*** Opening of Exercise text ***

Pretty crazy how different they look right when they're born





Finally, I was all stitched up, and it was back to the room where we started to do some more waiting... I was so anxious to hold my baby for the first time.  This is one of the hardest things about having a c-section.  You deliver your baby but can't hold him for about an hour or so after he is born.  Zac was able to watch as he was bathed for the first time, and my mom and sister watched from the nursery window. 

These pictures are easily some of my favorites
 

Because I was so numb, I had to wait in the room for them to bring the baby to me.  Zac remembered I didn't like being alone after having Drayze so he was sweet enough to wait in the room with me after the baby was bathed.  We talked and talked.  Our nervousness at this point was completely gone, we were on a high! So much love, you can't even handle yourself.  I looked at the pictures Zac had taken over and over again while we waited.  At this point we did not know what we were going to name little Jax. I had a pretty long list of names I liked.  Zac was so sweet, he said to me, "I'll call him whatever you want babe, you name him."  ".....Except not Milo, let's not name him Milo."  I needed to wait until I was able to hold him and really look at him before I decided, but I think we both knew his name was going to be Jax Tyler before I even really decided.

*** Close of Exercise text ***
*** Opening of Data section ***

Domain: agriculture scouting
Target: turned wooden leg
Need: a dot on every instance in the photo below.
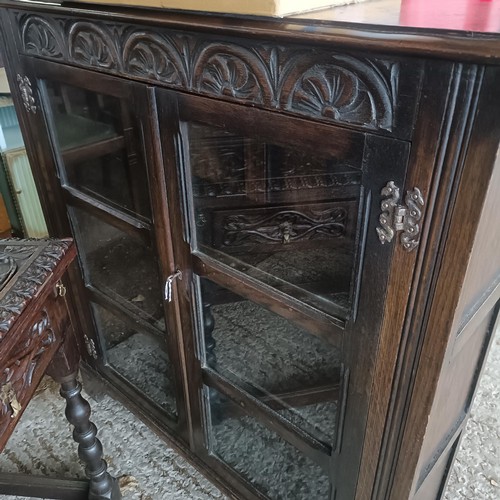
(102, 485)
(63, 369)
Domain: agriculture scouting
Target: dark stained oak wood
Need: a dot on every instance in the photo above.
(37, 338)
(367, 105)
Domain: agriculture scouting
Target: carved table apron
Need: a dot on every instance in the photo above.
(36, 338)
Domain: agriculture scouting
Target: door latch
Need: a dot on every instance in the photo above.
(396, 217)
(168, 284)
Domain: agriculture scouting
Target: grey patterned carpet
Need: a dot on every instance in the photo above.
(153, 471)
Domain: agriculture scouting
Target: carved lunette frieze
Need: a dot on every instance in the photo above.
(318, 83)
(26, 285)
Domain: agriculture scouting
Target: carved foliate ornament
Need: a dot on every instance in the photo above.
(26, 93)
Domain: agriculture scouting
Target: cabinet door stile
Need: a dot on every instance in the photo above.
(179, 310)
(100, 126)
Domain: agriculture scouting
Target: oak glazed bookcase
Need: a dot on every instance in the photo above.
(287, 232)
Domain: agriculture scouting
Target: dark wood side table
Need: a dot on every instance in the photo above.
(36, 338)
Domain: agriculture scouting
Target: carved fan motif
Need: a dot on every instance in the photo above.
(150, 56)
(40, 39)
(20, 365)
(89, 44)
(330, 86)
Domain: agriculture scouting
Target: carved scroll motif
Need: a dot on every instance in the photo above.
(388, 206)
(92, 45)
(17, 298)
(20, 365)
(284, 227)
(40, 38)
(345, 90)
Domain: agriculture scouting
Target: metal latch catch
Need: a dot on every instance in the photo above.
(396, 217)
(168, 284)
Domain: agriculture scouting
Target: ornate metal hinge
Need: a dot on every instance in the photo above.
(395, 217)
(8, 398)
(26, 93)
(90, 346)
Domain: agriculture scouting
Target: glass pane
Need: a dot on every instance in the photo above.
(295, 373)
(97, 141)
(119, 265)
(139, 357)
(270, 463)
(285, 216)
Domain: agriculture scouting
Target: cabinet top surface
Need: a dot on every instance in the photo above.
(467, 30)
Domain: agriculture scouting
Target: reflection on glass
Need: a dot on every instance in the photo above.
(96, 139)
(295, 373)
(139, 357)
(261, 456)
(285, 216)
(119, 265)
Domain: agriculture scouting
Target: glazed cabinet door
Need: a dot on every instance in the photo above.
(280, 287)
(98, 128)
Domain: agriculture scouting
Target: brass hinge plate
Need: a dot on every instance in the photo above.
(405, 218)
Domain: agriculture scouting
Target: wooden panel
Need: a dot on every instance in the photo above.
(434, 483)
(480, 279)
(454, 392)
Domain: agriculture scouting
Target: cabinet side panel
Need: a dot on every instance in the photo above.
(483, 272)
(430, 424)
(454, 395)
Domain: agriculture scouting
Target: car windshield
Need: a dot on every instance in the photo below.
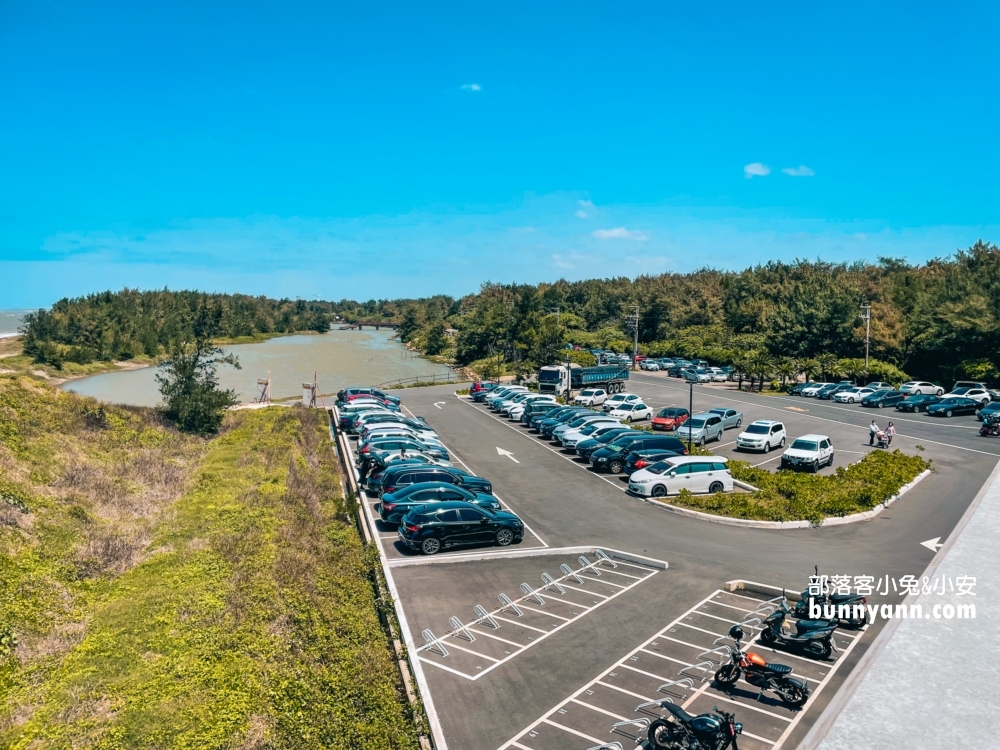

*** Close of Data section ***

**What needs to be done**.
Can you copy out, word for word, the birth story from "Pretty crazy how" to "the nursery window."?

**Worked solution**.
Pretty crazy how different they look right when they're born





Finally, I was all stitched up, and it was back to the room where we started to do some more waiting... I was so anxious to hold my baby for the first time.  This is one of the hardest things about having a c-section.  You deliver your baby but can't hold him for about an hour or so after he is born.  Zac was able to watch as he was bathed for the first time, and my mom and sister watched from the nursery window.